• **Text block**:
........

Our first event at betaworks Studios.

On Monday April 23rd, a week before our April 30th launch, we opened the doors to betaworks Studios for a live beta test of the Studio. As you can see from the pictures below the space looks great. But more important is the ideas and that will be discussed in the space and the people discussing them. So we brought industry leaders and thinkers together for a few hours to discuss Facebook. Specifically, given the recent revelations around Cambridge Analytica, can Facebook be fixed, does it even need (or want) to be fixed? And some larger thoughts around government regulation and innovation.

Joining our betaworks Studios CEO, John Borthwick, on stage was moderator Andrew Keen, author of Fixing the Future, Jessi Hempel, Senior Writer at Wired, along with Roger McNamee, founding partner at Elevation Partners. Roger, despite being an early Facebook investor and the person that introduced Sheryl Sandberg to Mark Zuckerberg, was one of the first investors to raise concerns over Facebooks product and ethics. We covered a lot of ground and feel honored to have such knowledgeable and passionate panelist share their views with our new members.

Below are some thoughts that stuck out from the evening.

Andrew Keen: Why are we talking about Facebook anyway?

........

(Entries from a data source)

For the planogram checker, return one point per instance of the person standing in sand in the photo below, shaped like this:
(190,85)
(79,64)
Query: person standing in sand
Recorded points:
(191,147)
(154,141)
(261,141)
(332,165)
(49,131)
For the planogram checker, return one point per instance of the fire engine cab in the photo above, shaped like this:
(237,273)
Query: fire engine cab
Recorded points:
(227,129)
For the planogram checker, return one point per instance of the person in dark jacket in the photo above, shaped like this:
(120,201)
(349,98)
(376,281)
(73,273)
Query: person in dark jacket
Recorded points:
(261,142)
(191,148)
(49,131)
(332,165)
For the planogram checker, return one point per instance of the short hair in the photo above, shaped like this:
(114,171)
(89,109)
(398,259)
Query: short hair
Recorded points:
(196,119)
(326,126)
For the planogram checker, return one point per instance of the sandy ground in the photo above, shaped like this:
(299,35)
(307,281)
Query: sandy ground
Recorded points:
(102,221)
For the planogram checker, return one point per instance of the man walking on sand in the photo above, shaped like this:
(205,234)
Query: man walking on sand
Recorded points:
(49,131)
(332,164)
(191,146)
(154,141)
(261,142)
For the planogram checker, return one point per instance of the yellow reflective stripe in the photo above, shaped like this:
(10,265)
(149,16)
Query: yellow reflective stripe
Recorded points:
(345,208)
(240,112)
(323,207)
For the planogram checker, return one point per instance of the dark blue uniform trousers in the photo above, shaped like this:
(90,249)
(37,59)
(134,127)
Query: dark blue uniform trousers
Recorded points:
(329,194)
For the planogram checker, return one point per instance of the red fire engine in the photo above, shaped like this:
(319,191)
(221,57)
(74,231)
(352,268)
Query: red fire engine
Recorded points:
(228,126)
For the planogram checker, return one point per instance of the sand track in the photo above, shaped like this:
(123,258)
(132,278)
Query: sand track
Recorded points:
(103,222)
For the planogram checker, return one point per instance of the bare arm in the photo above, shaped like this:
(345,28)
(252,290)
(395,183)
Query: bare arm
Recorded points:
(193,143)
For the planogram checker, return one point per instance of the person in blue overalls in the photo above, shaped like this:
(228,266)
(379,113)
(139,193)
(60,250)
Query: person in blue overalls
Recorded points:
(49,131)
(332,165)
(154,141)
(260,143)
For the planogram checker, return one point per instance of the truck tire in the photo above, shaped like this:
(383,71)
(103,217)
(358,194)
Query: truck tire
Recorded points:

........

• **What is expected**:
Answer these questions using the account of the first betaworks Studios event.
(a) On what date did the live beta test of the Studio take place?
(b) Which book is Andrew Keen the author of?
(c) What position does Jessi Hempel hold at Wired?
These entries are separate from the account of the betaworks Studios event and are not connected to it.

• **Answer below**:
(a) Monday, April 23rd
(b) Fixing the Future
(c) Senior Writer